--- What is expected ---
Skip every picture while you write out the records below, from the first line through the one that contains "Place one point on every instance of the large", both ends kept.

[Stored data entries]
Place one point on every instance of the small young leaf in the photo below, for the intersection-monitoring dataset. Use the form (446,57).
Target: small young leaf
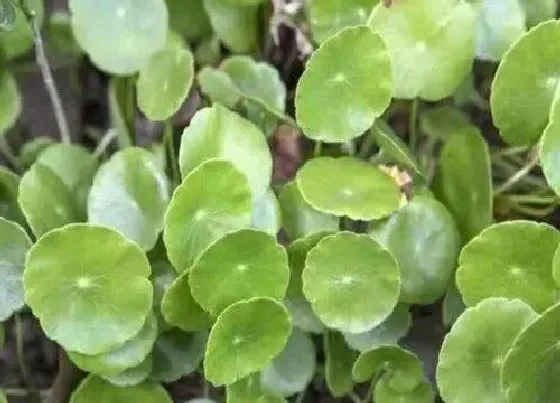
(389,331)
(164,82)
(529,70)
(352,71)
(339,360)
(245,338)
(424,239)
(530,368)
(45,200)
(95,390)
(327,17)
(499,263)
(177,354)
(14,244)
(299,218)
(19,39)
(430,60)
(241,265)
(134,31)
(10,100)
(131,354)
(130,194)
(342,273)
(348,186)
(473,351)
(217,132)
(292,369)
(180,309)
(236,26)
(90,271)
(199,214)
(463,181)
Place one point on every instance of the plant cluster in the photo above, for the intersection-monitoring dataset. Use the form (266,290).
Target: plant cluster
(147,264)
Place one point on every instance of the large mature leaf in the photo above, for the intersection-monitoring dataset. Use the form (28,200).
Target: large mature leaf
(245,338)
(217,132)
(424,239)
(90,271)
(473,351)
(14,244)
(94,389)
(199,214)
(130,194)
(431,44)
(118,35)
(342,273)
(463,181)
(348,187)
(164,82)
(351,70)
(240,265)
(530,69)
(510,259)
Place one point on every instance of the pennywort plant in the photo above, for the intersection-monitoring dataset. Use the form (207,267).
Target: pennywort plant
(188,259)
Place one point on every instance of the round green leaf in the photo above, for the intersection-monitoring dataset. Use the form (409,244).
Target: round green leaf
(9,208)
(132,376)
(510,259)
(339,360)
(463,181)
(199,214)
(236,26)
(164,82)
(549,150)
(240,265)
(180,309)
(327,17)
(299,307)
(99,295)
(530,369)
(299,218)
(132,353)
(499,23)
(424,239)
(245,338)
(94,389)
(390,331)
(431,45)
(217,132)
(177,354)
(45,200)
(10,100)
(14,244)
(130,194)
(384,393)
(530,69)
(403,370)
(266,214)
(473,351)
(19,39)
(292,370)
(75,166)
(348,186)
(351,281)
(352,71)
(118,35)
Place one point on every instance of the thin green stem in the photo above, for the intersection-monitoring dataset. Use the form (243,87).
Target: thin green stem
(20,351)
(46,73)
(317,149)
(516,177)
(170,147)
(413,124)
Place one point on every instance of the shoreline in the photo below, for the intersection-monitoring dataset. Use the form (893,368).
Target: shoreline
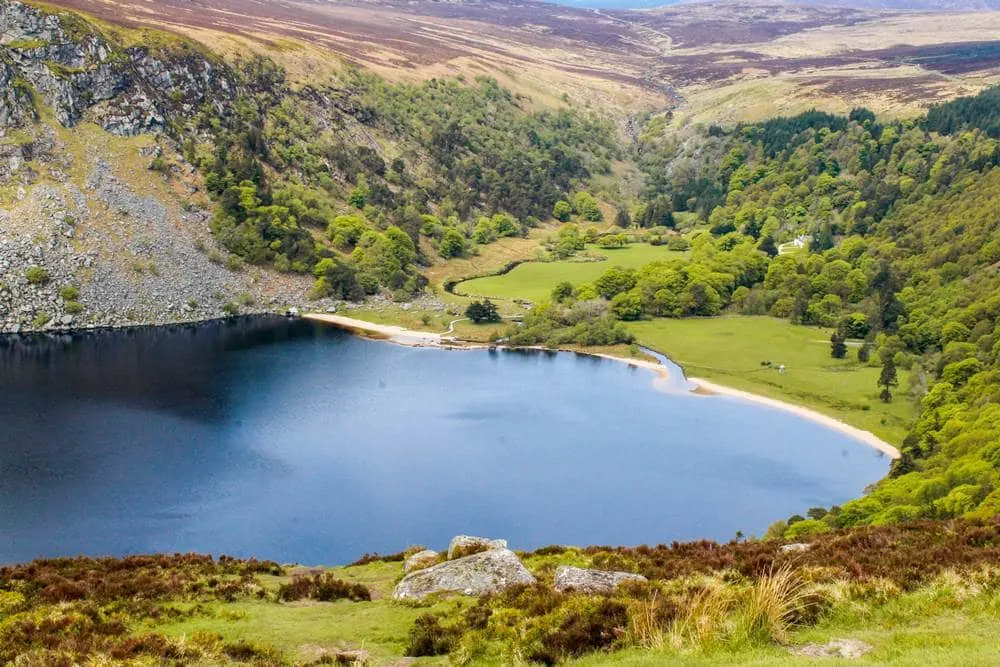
(412,338)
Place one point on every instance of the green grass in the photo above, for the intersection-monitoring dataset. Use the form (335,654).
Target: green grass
(534,280)
(300,630)
(934,625)
(730,350)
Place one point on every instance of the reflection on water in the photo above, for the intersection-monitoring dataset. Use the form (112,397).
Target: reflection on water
(293,441)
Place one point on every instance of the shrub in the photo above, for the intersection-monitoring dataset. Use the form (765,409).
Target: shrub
(428,637)
(771,606)
(482,311)
(244,651)
(36,275)
(323,587)
(589,624)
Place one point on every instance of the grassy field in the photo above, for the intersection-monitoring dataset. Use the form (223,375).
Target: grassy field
(944,623)
(534,280)
(730,350)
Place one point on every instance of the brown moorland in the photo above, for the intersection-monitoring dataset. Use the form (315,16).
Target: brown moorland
(710,61)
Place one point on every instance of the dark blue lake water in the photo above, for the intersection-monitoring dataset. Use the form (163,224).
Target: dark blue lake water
(298,442)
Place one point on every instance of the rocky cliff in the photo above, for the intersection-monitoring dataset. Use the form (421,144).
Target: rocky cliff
(102,222)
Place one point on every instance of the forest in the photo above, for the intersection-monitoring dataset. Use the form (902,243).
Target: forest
(899,250)
(303,182)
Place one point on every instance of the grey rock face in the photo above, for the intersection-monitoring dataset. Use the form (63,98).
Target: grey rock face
(569,578)
(479,574)
(467,543)
(124,89)
(421,560)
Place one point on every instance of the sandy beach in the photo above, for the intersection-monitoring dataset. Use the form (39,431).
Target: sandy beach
(700,387)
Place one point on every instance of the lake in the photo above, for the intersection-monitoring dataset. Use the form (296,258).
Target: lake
(297,442)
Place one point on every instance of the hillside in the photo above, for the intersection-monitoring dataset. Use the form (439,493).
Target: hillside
(125,147)
(918,594)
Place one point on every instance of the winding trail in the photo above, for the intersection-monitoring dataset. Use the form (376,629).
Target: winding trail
(697,386)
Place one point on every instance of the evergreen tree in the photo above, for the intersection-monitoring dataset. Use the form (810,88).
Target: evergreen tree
(482,311)
(623,219)
(838,348)
(768,245)
(887,379)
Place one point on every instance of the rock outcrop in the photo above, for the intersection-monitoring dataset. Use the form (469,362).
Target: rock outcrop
(127,90)
(479,574)
(569,578)
(837,648)
(420,560)
(464,545)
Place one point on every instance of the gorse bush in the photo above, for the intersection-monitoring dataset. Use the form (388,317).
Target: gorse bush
(323,587)
(429,637)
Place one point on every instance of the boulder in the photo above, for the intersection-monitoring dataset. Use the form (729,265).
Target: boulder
(837,648)
(486,572)
(463,545)
(569,578)
(420,560)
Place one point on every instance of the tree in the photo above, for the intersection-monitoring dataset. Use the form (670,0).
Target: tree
(838,348)
(562,291)
(482,311)
(562,211)
(615,281)
(586,207)
(657,213)
(887,379)
(452,244)
(768,246)
(623,219)
(627,306)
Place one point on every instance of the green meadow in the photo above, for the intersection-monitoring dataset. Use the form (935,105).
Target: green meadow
(533,281)
(732,352)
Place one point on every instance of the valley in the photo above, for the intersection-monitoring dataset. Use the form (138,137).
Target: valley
(796,202)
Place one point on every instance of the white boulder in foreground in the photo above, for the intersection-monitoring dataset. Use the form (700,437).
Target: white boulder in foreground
(420,560)
(569,578)
(464,545)
(486,572)
(838,648)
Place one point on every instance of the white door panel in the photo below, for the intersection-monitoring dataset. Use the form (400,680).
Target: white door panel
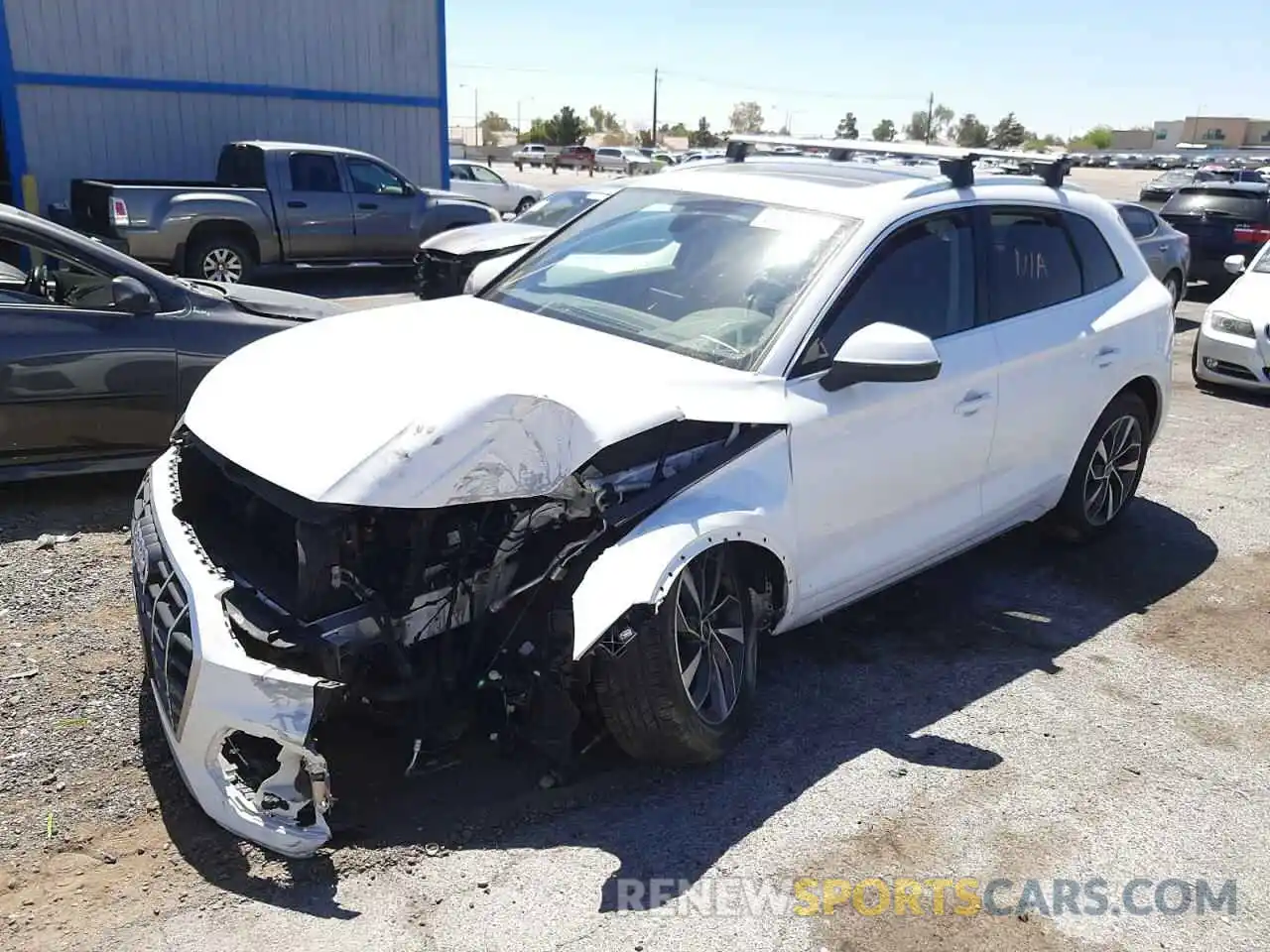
(888,475)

--- Answer box ---
Place one point on every instance of the small young leaf in the photo below, for the intersection-monitoring dataset. Use the form (446,57).
Target: small young leaf
(389,331)
(164,82)
(529,70)
(352,71)
(339,360)
(245,338)
(424,239)
(530,368)
(45,200)
(95,390)
(327,17)
(499,263)
(177,354)
(14,244)
(299,218)
(19,39)
(430,60)
(241,265)
(134,31)
(10,100)
(131,354)
(130,194)
(342,273)
(348,186)
(473,351)
(217,132)
(292,369)
(180,309)
(236,26)
(90,271)
(199,214)
(463,181)
Place one point on every instance of the plant cluster in the photo above, for the intersection-monitoring dataset. Use the form (266,290).
Target: plant cluster
(147,264)
Place one point on every instance of the large mature leaf in the photo above, for the intersection-monitoring dataset. Use the form (28,200).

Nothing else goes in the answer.